* SOURCE EXCERPT *
-----
Finding a Mentor-Kpelle

When participating in self-directed language study it is essential that you find a mentor that can help guide your learning. The mentor should not create lessons or act as a teacher, but should be a person to help strategize, correct when needed, and ultimately act as an important resource throughout your study. The importance of what a mentor is and how the relationship should operate is discussed in several blogposts on this site. This post however will focus more specifically on finding a mentor in Kpelle.

Finding a Kpelle Language Mentor- Resources, Websites, and Organizations

While it is great to find a mentor within one’s immediate area or community, this is not always possible. However, given the wonders of technology having a native language mentor in your community is no longer a necessity in order to actually learn the language. Instead, it is quite easy to find language mentors of really any language via the internet. One of the best places to find a language mentor is on social media, especially Facebook. Simply doing a search on a web browser or on Facebook itself on the language you are studying or topics connected to the language (for example in simply typing “Liberia”) can result in several Facebook groups on such topics/themes. While some of these groups are closed, feel free to message group administrators. It may feel weird or that you are intruding on these spaces, but don’t let this fear or anxiety keep you from at least attempting to reach out to others. You may not get an immediate reply, but often there are people willing to engage and who may know of people potentially interested in being a tutor, mentor, or conversation partner. Outside of social media platforms, also search out NGO’s and Universities within the country. Many NGO’s will have language tutors for their international staff, and therefore may be able to point you to organizations or instructors who could help. Several Universities also have courses on the language and may be able to put you in touch with professors, student or simply provide useful learning resources. A final organization to always check with is the Peace Corps (if they operate in the country). The Peace Corps often trains their volunteers for at least three months of language instruction, with the volunteers then encouraged to continue their language learning while at their sites. As a result, the organization and volunteers themselves often know of excellent language instructors and language resources. Like the other organizations/groups they may not immediate respond to emails or requests, so also try to connect with current or past Peace Corps volunteers through social media.
-----
* RECORD EXTRACTS *
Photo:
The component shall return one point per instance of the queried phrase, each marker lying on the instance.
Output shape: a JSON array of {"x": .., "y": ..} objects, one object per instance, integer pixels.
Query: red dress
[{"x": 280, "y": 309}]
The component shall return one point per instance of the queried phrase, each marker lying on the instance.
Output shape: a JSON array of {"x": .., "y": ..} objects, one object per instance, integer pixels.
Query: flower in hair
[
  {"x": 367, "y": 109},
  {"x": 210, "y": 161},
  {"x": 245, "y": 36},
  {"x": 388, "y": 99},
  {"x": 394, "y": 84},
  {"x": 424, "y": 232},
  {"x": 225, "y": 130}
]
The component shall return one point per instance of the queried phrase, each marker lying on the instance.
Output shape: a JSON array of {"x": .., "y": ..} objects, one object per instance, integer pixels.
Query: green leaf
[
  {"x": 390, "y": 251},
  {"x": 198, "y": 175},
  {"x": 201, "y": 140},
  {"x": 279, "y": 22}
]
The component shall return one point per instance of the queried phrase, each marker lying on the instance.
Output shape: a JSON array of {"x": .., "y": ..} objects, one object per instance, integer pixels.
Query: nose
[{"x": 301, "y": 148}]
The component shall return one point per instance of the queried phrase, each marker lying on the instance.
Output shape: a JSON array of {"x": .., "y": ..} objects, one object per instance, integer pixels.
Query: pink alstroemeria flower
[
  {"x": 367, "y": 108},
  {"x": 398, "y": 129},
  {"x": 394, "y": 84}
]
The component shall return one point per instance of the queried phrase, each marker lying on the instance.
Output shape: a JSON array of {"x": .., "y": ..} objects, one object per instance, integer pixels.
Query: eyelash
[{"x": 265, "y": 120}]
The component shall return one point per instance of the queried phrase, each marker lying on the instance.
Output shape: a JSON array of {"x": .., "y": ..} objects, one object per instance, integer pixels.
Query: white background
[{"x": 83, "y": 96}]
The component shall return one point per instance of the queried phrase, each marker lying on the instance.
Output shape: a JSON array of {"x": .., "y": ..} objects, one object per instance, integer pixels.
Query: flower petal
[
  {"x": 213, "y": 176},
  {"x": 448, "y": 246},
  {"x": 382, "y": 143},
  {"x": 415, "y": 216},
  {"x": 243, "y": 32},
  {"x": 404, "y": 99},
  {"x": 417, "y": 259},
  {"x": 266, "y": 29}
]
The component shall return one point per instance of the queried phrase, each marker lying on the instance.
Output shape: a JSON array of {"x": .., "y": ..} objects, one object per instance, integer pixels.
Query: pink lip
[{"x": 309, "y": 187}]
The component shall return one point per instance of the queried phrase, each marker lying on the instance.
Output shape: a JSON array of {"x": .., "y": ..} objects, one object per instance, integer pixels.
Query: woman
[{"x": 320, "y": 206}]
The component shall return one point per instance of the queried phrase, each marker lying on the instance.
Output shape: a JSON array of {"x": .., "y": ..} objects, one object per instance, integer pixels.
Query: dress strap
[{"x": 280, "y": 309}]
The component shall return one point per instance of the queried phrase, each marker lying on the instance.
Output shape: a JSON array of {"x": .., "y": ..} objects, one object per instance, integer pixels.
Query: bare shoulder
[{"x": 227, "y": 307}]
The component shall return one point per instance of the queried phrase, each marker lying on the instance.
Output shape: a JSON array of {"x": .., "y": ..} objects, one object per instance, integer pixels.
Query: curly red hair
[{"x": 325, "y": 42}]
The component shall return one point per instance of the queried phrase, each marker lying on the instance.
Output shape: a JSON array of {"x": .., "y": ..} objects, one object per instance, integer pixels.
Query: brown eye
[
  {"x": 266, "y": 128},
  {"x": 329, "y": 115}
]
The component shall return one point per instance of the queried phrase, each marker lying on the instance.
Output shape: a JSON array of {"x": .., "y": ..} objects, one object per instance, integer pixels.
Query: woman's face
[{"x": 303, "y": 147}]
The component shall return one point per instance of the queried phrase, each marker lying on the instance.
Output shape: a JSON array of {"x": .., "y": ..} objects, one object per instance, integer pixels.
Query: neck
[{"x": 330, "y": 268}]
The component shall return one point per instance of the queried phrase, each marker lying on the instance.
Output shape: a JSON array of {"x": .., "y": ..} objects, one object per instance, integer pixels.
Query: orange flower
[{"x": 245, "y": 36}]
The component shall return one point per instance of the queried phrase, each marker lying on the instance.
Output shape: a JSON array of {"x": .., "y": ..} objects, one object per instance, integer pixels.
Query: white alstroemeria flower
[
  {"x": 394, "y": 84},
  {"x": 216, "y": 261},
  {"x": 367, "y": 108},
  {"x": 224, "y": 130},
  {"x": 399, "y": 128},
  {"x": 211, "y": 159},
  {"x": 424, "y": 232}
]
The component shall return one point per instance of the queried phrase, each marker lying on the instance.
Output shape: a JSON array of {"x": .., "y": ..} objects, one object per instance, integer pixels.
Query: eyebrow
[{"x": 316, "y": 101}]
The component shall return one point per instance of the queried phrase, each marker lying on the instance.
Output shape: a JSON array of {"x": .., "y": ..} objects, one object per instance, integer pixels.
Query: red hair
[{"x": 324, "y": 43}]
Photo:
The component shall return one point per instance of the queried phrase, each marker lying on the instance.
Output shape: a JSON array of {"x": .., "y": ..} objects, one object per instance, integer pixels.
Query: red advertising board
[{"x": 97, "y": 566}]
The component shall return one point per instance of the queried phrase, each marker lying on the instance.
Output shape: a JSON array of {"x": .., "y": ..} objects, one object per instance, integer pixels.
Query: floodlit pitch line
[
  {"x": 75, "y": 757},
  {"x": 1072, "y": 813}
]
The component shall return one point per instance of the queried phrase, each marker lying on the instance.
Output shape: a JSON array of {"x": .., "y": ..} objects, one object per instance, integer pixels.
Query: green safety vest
-----
* EXERCISE BRIEF *
Pick up the post on finding a Kpelle language mentor after its final sentence and keep writing it. The records have nothing to do with the post on finding a Kpelle language mentor.

* TASK OUTPUT *
Key points to remember:

1) Figure out your goals of language learning and how a mentor will help you reach your goals.

2) Search your immediate community and network for language mentors, but don’t worry if you can’t find anyone.

3) If you don’t find anyone in your area or through your network, look online.

4) Social media (such as Facebook) is an excellent way of finding a language mentor.

5) Contact NGOs, Universities, and the Peace Corps, as they often hire language instructors for their staff.

6) Be clear with the mentor during your initial conversations. Lay out expectations, time commitment, and payment.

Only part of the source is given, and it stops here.